== Task brief ==
Rewrite these rows with "inner ring" changed to "nested ring" everywhere it appears. Leave everything else untouched.

(Entries from a dataset)
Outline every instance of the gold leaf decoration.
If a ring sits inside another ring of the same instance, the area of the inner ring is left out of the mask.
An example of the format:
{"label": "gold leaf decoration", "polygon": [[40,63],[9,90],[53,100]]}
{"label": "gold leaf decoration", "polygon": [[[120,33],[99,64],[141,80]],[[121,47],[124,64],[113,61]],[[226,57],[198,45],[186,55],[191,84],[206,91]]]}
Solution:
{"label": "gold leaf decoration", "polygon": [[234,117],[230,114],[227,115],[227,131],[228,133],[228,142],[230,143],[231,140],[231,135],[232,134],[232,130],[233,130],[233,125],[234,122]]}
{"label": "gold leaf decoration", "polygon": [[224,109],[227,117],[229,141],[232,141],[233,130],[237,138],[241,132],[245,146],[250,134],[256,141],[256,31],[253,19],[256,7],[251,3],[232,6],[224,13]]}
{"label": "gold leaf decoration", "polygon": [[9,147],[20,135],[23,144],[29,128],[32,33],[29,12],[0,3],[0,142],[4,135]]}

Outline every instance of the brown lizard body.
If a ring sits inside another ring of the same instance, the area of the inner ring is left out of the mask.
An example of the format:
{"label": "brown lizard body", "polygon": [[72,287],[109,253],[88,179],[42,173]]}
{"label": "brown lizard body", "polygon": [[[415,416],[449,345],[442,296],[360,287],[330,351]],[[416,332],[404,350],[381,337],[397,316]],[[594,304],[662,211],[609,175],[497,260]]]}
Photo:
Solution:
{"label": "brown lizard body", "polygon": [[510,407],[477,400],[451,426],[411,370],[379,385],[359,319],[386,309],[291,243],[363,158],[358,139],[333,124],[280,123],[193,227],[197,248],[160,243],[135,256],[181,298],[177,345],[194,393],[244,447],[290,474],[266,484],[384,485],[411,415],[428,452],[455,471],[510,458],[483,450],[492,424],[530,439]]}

== Answer to this problem ==
Outline every instance of the gold leaf decoration.
If a ring sits inside another ring of the same instance, the area of the nested ring is left out of the mask.
An example of the format:
{"label": "gold leaf decoration", "polygon": [[40,63],[9,90],[53,100]]}
{"label": "gold leaf decoration", "polygon": [[[120,33],[99,64],[141,80]],[[121,47],[124,64],[113,61]],[[226,57],[198,45],[186,55],[191,84],[206,91]]]}
Solution:
{"label": "gold leaf decoration", "polygon": [[234,117],[230,114],[227,115],[227,131],[228,133],[228,142],[230,143],[231,140],[231,135],[232,134],[232,130],[233,130],[233,125],[234,122]]}
{"label": "gold leaf decoration", "polygon": [[224,109],[227,117],[229,141],[232,141],[233,130],[237,138],[241,132],[245,146],[250,134],[256,141],[256,31],[253,19],[256,7],[251,3],[232,6],[224,13]]}
{"label": "gold leaf decoration", "polygon": [[9,147],[20,135],[23,144],[29,128],[32,33],[29,12],[0,3],[0,142],[4,135]]}

Outline every instance of the brown lizard body.
If a ring sits inside another ring of the same instance, the area of the nested ring is left out of the mask.
An example of the format:
{"label": "brown lizard body", "polygon": [[72,287],[109,253],[88,179],[42,173]]}
{"label": "brown lizard body", "polygon": [[[415,416],[449,345],[442,296],[360,287],[330,351]],[[416,332],[404,350],[381,337],[397,316]],[[594,304],[662,211],[609,175],[497,260]]]}
Photo:
Solution:
{"label": "brown lizard body", "polygon": [[510,407],[477,400],[451,426],[411,370],[379,385],[359,319],[386,309],[291,243],[363,158],[358,139],[333,124],[280,123],[193,227],[197,248],[160,243],[135,256],[181,298],[177,345],[194,393],[244,447],[290,474],[266,484],[384,485],[411,415],[428,452],[455,471],[510,458],[483,450],[492,424],[530,439]]}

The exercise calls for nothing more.